Exercise: In the data, find the word "temple" and copy out every line that has it.

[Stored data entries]
****

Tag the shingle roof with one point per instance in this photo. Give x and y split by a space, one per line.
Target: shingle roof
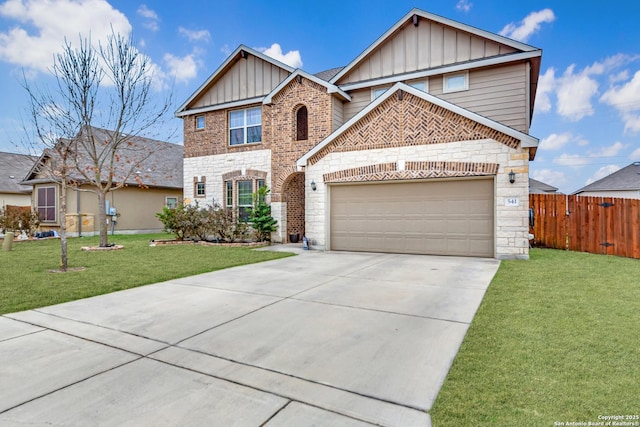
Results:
328 74
627 178
538 187
13 169
155 163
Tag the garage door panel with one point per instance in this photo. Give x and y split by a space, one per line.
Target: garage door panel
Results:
436 217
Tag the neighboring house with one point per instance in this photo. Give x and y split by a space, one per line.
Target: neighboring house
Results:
408 148
13 168
155 183
623 183
538 187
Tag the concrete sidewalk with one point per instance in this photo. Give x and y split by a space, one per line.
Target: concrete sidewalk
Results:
323 338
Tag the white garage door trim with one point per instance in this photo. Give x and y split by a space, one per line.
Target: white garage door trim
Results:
438 217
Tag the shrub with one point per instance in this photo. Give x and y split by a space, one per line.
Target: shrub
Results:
197 223
260 216
20 219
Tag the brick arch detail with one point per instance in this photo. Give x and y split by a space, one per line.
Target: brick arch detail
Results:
277 185
413 170
409 121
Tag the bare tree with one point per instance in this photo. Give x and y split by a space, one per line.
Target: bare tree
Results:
109 87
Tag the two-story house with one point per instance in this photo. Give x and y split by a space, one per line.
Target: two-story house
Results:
419 145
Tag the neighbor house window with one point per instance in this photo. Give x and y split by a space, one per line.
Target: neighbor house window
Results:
46 204
199 186
455 82
302 126
199 122
171 202
245 202
245 126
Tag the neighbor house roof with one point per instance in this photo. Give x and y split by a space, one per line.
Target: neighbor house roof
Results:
155 163
525 140
627 178
13 169
538 187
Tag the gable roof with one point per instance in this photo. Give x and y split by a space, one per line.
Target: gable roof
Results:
539 187
627 178
298 72
525 140
158 163
14 167
417 14
240 52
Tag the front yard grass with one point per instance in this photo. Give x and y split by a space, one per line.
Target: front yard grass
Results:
555 340
26 283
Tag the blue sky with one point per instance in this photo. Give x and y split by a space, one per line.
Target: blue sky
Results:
587 114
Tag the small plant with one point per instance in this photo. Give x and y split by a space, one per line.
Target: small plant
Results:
19 219
260 216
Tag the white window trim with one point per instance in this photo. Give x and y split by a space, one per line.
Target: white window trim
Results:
56 205
203 122
166 201
244 127
445 77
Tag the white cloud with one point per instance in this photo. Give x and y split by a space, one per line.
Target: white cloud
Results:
556 141
602 172
192 35
44 25
291 58
574 94
572 160
546 85
551 177
610 151
152 19
528 26
183 69
464 6
626 99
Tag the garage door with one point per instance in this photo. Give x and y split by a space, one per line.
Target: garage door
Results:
434 217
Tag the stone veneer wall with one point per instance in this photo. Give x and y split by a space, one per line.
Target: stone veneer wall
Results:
213 167
511 232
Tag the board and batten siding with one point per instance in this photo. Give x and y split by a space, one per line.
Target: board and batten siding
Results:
498 93
428 45
247 78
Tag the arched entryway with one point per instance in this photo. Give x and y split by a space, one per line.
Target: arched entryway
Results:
293 195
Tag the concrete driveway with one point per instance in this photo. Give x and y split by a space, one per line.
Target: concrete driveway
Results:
323 338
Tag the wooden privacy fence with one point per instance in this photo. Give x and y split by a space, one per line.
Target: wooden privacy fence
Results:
600 225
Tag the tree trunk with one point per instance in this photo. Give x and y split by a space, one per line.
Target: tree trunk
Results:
102 219
63 227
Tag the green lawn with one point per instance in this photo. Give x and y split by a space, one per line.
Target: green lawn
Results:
26 283
556 339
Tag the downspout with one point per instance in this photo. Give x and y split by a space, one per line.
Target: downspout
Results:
79 213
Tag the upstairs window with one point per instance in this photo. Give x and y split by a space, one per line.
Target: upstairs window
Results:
455 82
302 124
199 122
245 126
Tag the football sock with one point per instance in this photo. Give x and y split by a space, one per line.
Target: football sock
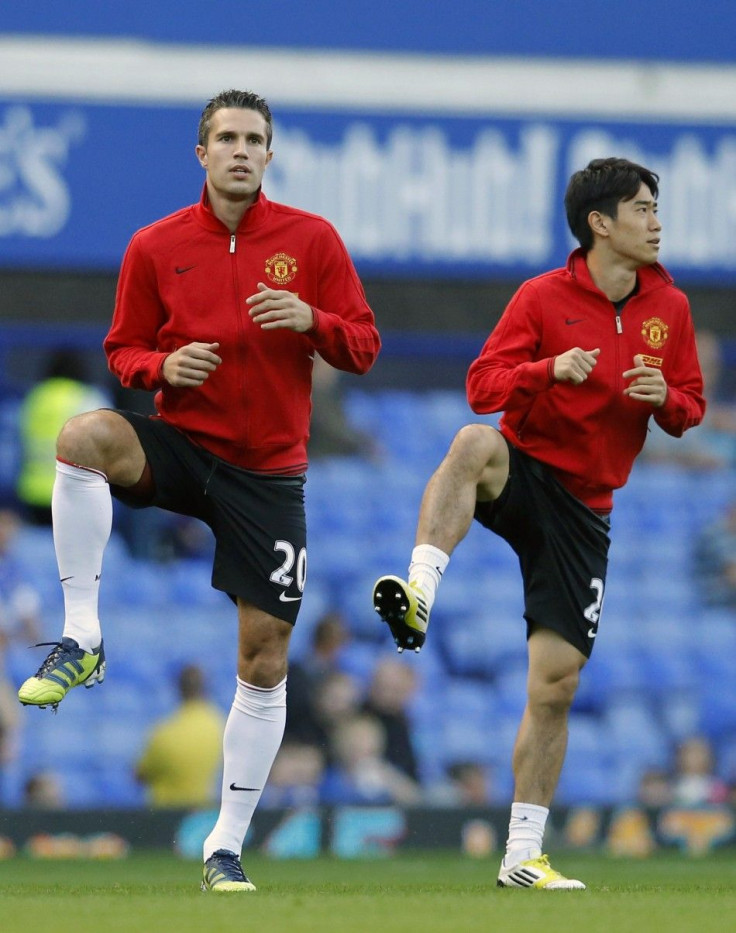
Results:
81 510
253 734
526 832
427 565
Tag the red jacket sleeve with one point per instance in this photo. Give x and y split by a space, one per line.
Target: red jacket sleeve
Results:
131 344
507 372
685 406
344 329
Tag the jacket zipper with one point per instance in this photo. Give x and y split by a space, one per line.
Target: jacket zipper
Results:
241 333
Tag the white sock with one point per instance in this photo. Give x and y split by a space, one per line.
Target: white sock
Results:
427 565
81 509
253 734
526 832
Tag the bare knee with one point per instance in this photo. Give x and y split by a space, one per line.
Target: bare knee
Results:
102 440
474 446
479 454
263 648
551 696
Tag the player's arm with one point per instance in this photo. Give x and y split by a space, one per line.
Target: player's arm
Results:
646 383
510 368
338 320
575 365
191 365
275 308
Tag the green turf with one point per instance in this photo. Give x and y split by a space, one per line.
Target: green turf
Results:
157 893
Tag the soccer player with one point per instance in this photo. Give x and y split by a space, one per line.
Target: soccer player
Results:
581 359
220 309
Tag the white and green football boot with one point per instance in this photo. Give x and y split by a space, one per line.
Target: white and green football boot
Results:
223 873
536 873
403 608
66 666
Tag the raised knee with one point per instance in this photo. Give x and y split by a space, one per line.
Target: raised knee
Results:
554 695
475 443
95 439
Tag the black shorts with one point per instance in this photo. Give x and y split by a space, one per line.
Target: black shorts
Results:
562 547
258 520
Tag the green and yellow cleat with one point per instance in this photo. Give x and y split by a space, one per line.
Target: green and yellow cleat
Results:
66 666
223 873
536 873
403 608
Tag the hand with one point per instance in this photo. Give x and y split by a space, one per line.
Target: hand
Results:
274 308
575 365
647 383
191 365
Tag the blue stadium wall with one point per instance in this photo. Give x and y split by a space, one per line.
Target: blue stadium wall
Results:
437 136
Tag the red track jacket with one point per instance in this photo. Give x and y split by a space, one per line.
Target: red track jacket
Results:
591 433
185 278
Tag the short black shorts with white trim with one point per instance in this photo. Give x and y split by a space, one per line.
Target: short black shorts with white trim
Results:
562 547
258 520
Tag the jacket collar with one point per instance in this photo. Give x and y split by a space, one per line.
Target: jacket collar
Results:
253 217
649 277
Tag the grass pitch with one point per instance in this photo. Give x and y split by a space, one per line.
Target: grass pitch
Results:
158 893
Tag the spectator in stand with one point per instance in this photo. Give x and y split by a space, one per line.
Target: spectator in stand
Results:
42 791
715 560
361 773
296 776
393 685
466 784
337 698
182 757
303 720
65 390
655 788
695 782
20 621
331 433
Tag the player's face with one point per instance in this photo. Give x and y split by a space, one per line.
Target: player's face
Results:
635 233
236 154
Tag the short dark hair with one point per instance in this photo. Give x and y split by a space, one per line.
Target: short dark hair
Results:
601 186
246 100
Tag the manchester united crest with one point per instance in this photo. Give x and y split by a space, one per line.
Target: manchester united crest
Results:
281 268
655 332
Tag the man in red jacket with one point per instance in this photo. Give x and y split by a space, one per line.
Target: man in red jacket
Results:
580 360
220 309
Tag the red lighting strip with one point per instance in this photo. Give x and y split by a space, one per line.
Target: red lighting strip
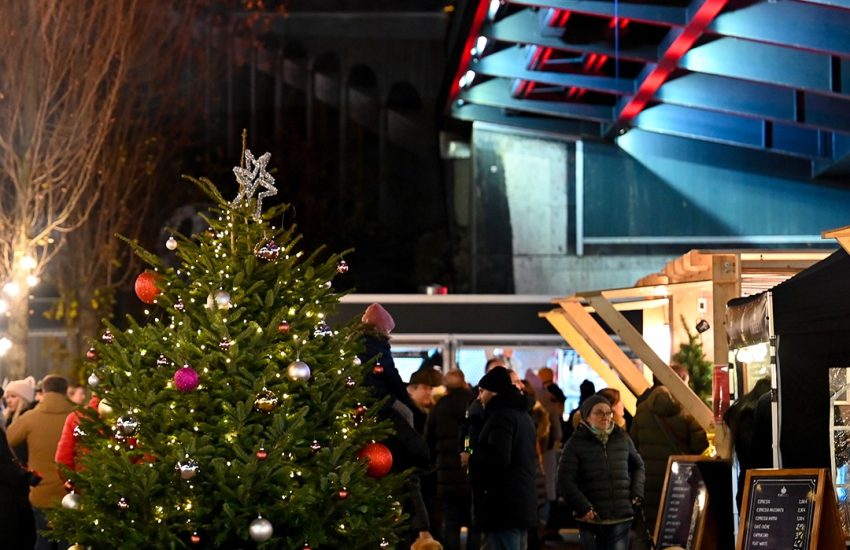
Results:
691 32
466 55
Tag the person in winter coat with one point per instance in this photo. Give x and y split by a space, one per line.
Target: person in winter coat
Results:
408 447
17 526
452 504
502 466
19 396
601 476
741 418
662 428
41 429
67 450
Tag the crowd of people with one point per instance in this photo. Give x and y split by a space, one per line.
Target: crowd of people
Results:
500 460
34 415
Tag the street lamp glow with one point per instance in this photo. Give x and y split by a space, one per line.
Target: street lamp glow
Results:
11 289
28 262
5 345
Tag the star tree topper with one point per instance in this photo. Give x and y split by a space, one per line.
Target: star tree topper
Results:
251 177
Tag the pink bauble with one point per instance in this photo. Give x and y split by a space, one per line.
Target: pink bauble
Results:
186 379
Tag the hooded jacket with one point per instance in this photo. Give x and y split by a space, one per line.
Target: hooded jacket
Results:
605 477
661 428
503 465
40 429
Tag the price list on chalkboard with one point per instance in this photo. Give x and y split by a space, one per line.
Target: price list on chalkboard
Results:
781 513
683 504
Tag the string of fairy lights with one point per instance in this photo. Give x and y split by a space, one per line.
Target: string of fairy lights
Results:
24 270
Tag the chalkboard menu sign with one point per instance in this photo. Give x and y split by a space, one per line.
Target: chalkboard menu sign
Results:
695 510
789 510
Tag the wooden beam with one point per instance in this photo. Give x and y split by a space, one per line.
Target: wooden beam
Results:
842 235
572 336
659 368
604 345
726 286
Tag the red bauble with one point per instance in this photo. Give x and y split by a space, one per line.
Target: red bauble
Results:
378 457
186 379
146 288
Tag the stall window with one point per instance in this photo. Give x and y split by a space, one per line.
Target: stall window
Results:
839 421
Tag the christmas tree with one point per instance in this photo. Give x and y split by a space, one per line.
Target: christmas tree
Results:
234 417
692 356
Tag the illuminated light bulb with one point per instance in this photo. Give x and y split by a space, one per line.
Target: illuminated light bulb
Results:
28 262
11 289
5 345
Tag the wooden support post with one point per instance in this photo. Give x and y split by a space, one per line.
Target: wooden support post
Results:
662 371
726 285
604 345
572 336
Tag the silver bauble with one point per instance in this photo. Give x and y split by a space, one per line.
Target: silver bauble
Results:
71 501
322 329
222 300
105 409
126 425
298 371
266 401
261 530
187 467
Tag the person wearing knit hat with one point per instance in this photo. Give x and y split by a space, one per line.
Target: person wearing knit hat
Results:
503 465
20 397
601 476
497 380
588 405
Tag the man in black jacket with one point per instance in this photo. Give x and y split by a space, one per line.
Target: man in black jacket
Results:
502 466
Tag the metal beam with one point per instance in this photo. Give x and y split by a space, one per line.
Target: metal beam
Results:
511 63
524 28
558 127
728 95
670 16
732 57
793 24
689 400
673 47
497 93
574 338
730 129
755 100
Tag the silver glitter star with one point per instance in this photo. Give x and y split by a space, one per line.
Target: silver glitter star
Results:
250 178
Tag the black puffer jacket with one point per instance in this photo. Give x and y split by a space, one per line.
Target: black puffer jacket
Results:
441 433
503 466
605 477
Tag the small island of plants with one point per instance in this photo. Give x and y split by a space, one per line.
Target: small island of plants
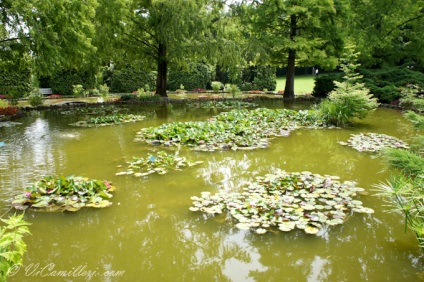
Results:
297 200
65 194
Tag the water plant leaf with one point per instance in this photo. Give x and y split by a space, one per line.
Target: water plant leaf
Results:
373 142
285 200
239 129
64 194
161 163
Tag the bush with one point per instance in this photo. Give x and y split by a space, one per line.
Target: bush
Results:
198 76
35 99
62 81
128 80
264 78
386 83
103 90
216 86
324 84
350 99
16 84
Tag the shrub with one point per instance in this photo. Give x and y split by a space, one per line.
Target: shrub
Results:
350 99
78 90
13 246
265 78
386 83
197 76
324 84
216 86
62 81
15 84
35 99
129 79
103 90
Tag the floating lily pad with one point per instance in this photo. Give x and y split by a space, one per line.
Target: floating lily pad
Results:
159 163
237 130
284 199
373 142
108 120
64 194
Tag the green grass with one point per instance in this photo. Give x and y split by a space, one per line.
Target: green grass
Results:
302 84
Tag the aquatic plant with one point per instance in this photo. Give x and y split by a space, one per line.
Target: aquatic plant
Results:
239 129
373 142
297 200
229 104
13 247
108 120
64 194
160 163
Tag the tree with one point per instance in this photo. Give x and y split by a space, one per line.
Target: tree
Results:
55 34
294 32
350 99
388 32
167 33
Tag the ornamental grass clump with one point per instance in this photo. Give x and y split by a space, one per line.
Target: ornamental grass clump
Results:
405 191
350 99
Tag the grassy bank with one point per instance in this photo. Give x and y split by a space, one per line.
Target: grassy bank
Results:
302 84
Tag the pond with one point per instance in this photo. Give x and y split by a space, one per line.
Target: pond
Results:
150 234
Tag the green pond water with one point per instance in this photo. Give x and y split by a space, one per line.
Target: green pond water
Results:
149 234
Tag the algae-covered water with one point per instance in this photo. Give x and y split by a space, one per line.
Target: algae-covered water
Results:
149 233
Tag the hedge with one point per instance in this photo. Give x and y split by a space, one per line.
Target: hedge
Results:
15 83
128 79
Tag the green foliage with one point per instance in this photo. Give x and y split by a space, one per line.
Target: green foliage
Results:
12 245
237 129
78 90
406 195
128 80
103 90
216 86
411 99
64 193
416 119
159 163
350 99
108 120
62 81
410 163
265 78
324 84
387 32
57 33
386 83
15 83
198 76
35 99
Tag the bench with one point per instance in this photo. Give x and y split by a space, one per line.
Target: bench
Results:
46 91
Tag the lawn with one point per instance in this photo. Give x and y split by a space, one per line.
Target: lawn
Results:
302 84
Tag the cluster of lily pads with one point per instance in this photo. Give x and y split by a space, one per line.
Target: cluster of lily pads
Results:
229 104
109 120
160 164
65 194
239 129
92 110
373 142
298 200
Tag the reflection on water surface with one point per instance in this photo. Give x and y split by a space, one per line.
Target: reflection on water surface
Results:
149 230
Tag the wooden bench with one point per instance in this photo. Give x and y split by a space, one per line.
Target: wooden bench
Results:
46 91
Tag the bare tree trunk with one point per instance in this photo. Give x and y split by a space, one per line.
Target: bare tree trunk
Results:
289 89
162 71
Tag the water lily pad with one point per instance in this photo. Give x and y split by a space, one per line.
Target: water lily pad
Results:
309 229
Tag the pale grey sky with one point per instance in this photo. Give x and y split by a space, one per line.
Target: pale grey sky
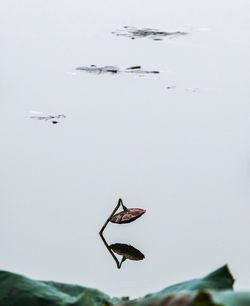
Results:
183 155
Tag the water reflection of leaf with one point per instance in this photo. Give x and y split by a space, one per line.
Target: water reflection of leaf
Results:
124 250
127 251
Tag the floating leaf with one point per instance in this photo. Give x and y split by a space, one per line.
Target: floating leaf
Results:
128 215
128 251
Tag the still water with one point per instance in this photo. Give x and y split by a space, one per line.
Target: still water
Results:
175 143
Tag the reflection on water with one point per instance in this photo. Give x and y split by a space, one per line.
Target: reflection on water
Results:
115 69
126 251
132 32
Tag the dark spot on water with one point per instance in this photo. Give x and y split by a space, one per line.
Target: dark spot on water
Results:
132 32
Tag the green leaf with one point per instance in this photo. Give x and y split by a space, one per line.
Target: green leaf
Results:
17 290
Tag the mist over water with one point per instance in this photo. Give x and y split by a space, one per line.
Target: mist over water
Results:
174 143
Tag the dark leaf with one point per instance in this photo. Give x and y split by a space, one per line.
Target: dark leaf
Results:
128 215
128 251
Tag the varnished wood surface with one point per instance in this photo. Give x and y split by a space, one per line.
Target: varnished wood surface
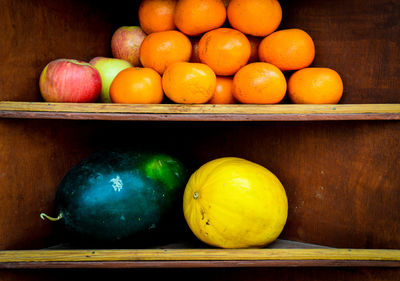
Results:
160 258
197 274
203 112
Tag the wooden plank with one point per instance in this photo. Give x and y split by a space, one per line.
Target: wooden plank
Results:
200 264
198 255
204 112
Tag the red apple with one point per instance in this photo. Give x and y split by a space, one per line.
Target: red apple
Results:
68 80
125 43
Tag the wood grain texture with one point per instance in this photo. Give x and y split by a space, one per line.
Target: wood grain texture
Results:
359 39
179 112
198 255
220 274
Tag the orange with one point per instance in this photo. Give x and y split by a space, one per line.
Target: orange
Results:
137 85
315 85
186 82
195 49
194 17
157 15
255 17
223 91
259 83
225 50
288 49
254 43
160 49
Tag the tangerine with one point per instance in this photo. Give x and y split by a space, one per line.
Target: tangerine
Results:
225 50
259 83
157 15
223 91
194 17
186 82
255 17
288 49
254 43
160 49
315 85
137 85
195 49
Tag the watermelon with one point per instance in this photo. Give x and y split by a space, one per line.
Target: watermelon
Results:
115 195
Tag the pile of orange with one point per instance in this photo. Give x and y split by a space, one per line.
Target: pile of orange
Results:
226 51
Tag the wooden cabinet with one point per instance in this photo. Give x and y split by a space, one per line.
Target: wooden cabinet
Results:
338 163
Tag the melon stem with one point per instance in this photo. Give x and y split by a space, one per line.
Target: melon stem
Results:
43 216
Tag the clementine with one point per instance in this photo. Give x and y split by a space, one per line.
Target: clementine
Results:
315 85
160 49
225 50
255 17
195 49
186 82
137 85
259 83
157 15
254 43
288 49
223 91
194 17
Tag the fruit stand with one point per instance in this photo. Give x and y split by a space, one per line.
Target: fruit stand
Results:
337 162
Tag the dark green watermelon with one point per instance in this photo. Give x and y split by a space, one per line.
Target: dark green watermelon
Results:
114 195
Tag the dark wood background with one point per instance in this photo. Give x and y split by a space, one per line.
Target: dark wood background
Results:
342 178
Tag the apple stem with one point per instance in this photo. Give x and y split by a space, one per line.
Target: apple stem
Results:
43 216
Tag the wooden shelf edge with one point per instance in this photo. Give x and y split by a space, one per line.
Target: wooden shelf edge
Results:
203 112
142 258
199 264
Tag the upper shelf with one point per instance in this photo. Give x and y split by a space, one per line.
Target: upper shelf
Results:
203 112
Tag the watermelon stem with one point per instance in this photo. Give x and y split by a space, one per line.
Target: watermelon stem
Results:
43 216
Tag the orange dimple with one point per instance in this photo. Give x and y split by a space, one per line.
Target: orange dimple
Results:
161 49
315 85
259 83
185 82
137 85
288 49
225 50
157 15
255 17
194 17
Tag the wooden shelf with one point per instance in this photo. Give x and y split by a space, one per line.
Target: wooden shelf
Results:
204 112
281 253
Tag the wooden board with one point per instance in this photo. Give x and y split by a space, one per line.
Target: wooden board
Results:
198 258
203 112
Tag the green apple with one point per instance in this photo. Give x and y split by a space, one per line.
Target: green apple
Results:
108 69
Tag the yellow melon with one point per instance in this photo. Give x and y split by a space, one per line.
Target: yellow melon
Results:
234 203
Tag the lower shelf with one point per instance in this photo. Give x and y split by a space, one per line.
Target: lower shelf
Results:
281 254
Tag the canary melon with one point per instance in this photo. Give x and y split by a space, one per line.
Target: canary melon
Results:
234 203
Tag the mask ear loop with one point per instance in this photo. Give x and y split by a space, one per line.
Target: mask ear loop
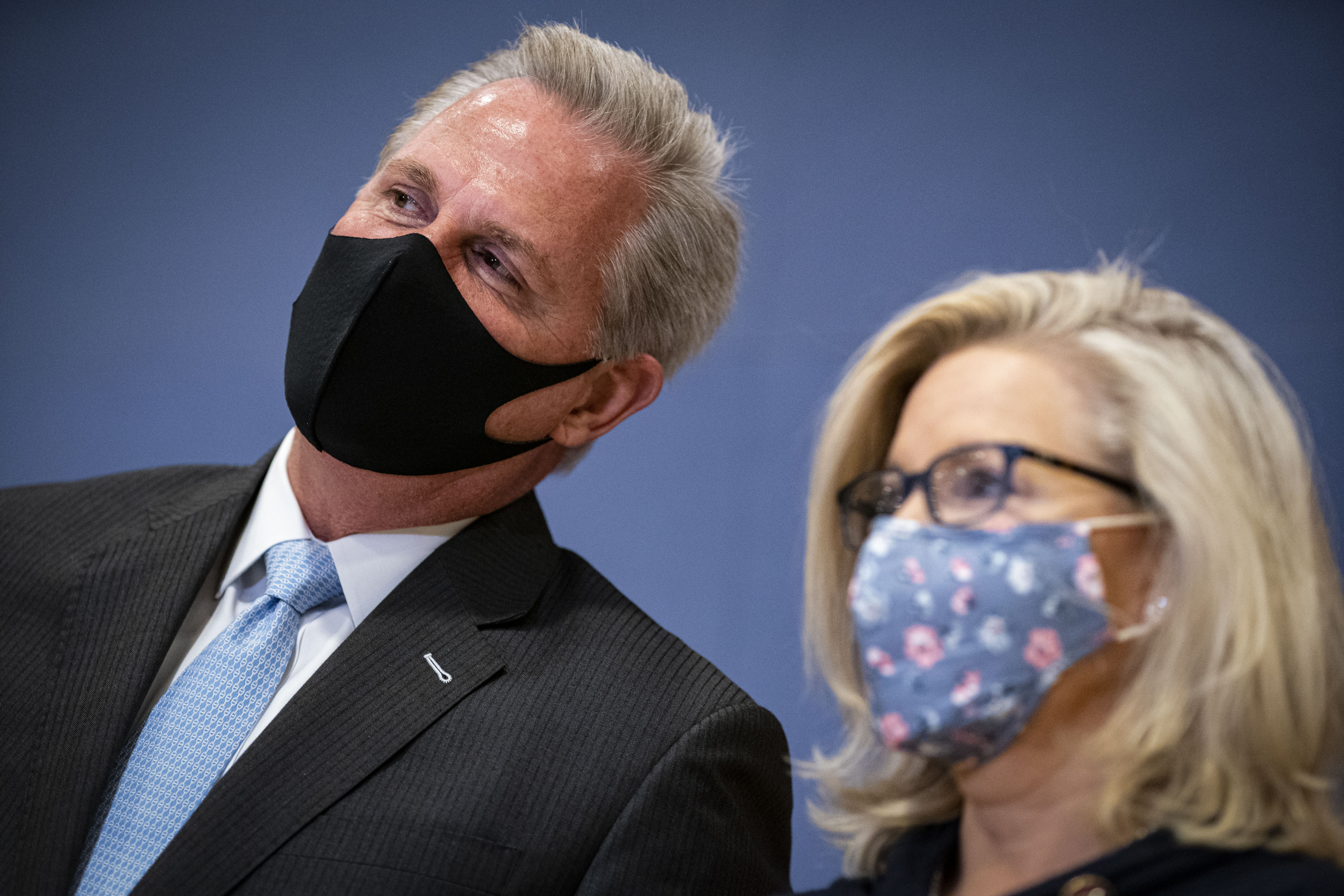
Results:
1157 606
1154 612
1118 522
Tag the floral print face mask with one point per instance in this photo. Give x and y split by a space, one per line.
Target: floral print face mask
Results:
962 632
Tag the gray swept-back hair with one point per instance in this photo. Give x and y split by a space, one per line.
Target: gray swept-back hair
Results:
670 281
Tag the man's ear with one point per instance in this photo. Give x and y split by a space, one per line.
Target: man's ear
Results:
615 392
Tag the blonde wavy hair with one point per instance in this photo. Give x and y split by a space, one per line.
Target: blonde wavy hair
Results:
1229 729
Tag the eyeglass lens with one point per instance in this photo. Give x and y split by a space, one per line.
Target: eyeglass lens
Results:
963 489
968 487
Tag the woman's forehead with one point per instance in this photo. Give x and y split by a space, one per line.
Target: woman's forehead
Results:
995 394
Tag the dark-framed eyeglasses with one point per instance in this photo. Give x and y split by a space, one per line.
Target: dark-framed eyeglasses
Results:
963 488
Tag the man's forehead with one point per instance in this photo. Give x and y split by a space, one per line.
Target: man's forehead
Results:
521 121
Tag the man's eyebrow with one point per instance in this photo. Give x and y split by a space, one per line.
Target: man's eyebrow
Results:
417 174
517 244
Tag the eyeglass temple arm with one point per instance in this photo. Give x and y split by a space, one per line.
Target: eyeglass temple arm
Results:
1115 481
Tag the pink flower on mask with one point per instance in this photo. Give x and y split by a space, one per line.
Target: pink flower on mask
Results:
1088 578
915 571
894 730
967 690
881 660
1042 648
962 570
963 601
923 645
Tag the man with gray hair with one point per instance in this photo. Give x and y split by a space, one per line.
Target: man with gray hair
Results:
364 666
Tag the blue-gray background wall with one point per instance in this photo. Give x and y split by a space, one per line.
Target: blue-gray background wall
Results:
170 171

****

Answer to the problem:
Tag the eyeglass temple arm with one point per instance in this photo. Give x and y split by a space, one per line.
Target: eyeglass temple arm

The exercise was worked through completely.